## Cheating ones way through linear algebra

Here are a few arguments that are possibly useful to prove things when one hasn’t set up all the usual machinery of vector spaces, subspaces and dimensions, presented in decreasing order of how seriously that could be used in a first course on matrix algebra. Since it fits well with the syllabus for the first year course I’m lecturing this term, I’m going to assume reduced row-echelon form is available. Throughout all matrices have coefficients in a field $F$.

### Invertible if and only if injective by row operations

Given a matrix $B$ in reduced row-echelon form it is almost trivial to write down all solutions to $B x = 0$. There are non-zero solutions if and only if not every column of $B$ contains a pivot. For example, the solutions to

$\left( \begin{matrix} 1 & 2 & 0 & 3 \\ 0 & 0 & 1 & 4 \\ 0 & 0 & 0 & 0 \end{matrix}\right) \left( \begin{matrix} x_1 \\ x_2 \\ x_3 \\ x_4 \end{matrix} \right) = \left( \begin{matrix} 0 \\ 0 \\ 0 \end{matrix} \right)$

are

$\left\{ \left( \begin{matrix} -2x_2-3x_4 \\ x_2 \\ -4x_4 \\ x_4 \end{matrix} \right) : x_2, x_4 \in F \right \};$

the pivot column variables are determined by the non-pivot variables, which may be chosen freely.

[Record extracts]
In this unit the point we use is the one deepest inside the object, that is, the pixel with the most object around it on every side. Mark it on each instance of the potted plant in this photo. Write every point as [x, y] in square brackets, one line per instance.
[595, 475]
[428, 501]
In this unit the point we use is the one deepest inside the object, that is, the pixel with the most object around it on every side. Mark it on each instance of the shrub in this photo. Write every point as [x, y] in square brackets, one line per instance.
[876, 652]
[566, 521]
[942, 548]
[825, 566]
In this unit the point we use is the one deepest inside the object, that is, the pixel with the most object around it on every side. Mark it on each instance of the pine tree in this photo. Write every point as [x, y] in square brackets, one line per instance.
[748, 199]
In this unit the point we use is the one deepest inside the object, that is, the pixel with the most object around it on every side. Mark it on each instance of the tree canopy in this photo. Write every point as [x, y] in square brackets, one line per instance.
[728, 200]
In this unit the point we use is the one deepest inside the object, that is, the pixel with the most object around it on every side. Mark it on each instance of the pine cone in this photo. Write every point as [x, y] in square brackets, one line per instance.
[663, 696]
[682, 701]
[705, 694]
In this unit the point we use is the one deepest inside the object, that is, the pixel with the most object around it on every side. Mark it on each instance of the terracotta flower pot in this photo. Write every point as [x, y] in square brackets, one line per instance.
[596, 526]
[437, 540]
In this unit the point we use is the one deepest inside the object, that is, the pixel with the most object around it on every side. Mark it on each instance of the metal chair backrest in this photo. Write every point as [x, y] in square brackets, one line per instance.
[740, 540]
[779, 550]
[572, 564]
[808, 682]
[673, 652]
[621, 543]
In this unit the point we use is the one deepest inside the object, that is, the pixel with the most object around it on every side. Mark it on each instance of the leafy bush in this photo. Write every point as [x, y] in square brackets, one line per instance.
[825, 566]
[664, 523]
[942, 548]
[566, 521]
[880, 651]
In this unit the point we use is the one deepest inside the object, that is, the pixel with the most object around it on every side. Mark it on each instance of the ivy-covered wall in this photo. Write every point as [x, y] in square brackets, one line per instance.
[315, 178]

[Tasks to carry out]
1. Quote the linear algebra passage word for word, from its title through its final sentence.
2. Print the lines of the entries starting at the line that contains "of the metal" and ending at the last line of the entries, including both of those lines.

[Answers for this exercise]
1.
## Cheating ones way through linear algebra

Here are a few arguments that are possibly useful to prove things when one hasn’t set up all the usual machinery of vector spaces, subspaces and dimensions, presented in decreasing order of how seriously that could be used in a first course on matrix algebra. Since it fits well with the syllabus for the first year course I’m lecturing this term, I’m going to assume reduced row-echelon form is available. Throughout all matrices have coefficients in a field $F$.

### Invertible if and only if injective by row operations

Given a matrix $B$ in reduced row-echelon form it is almost trivial to write down all solutions to $B x = 0$. There are non-zero solutions if and only if not every column of $B$ contains a pivot. For example, the solutions to

$\left( \begin{matrix} 1 & 2 & 0 & 3 \\ 0 & 0 & 1 & 4 \\ 0 & 0 & 0 & 0 \end{matrix}\right) \left( \begin{matrix} x_1 \\ x_2 \\ x_3 \\ x_4 \end{matrix} \right) = \left( \begin{matrix} 0 \\ 0 \\ 0 \end{matrix} \right)$

are

$\left\{ \left( \begin{matrix} -2x_2-3x_4 \\ x_2 \\ -4x_4 \\ x_4 \end{matrix} \right) : x_2, x_4 \in F \right \};$

the pivot column variables are determined by the non-pivot variables, which may be chosen freely.

2.
In this unit the point we use is the one deepest inside the object, that is, the pixel with the most object around it on every side. Mark it on each instance of the metal chair backrest in this photo. Write every point as [x, y] in square brackets, one line per instance.
[740, 540]
[779, 550]
[572, 564]
[808, 682]
[673, 652]
[621, 543]
In this unit the point we use is the one deepest inside the object, that is, the pixel with the most object around it on every side. Mark it on each instance of the leafy bush in this photo. Write every point as [x, y] in square brackets, one line per instance.
[825, 566]
[664, 523]
[942, 548]
[566, 521]
[880, 651]
In this unit the point we use is the one deepest inside the object, that is, the pixel with the most object around it on every side. Mark it on each instance of the ivy-covered wall in this photo. Write every point as [x, y] in square brackets, one line per instance.
[315, 178]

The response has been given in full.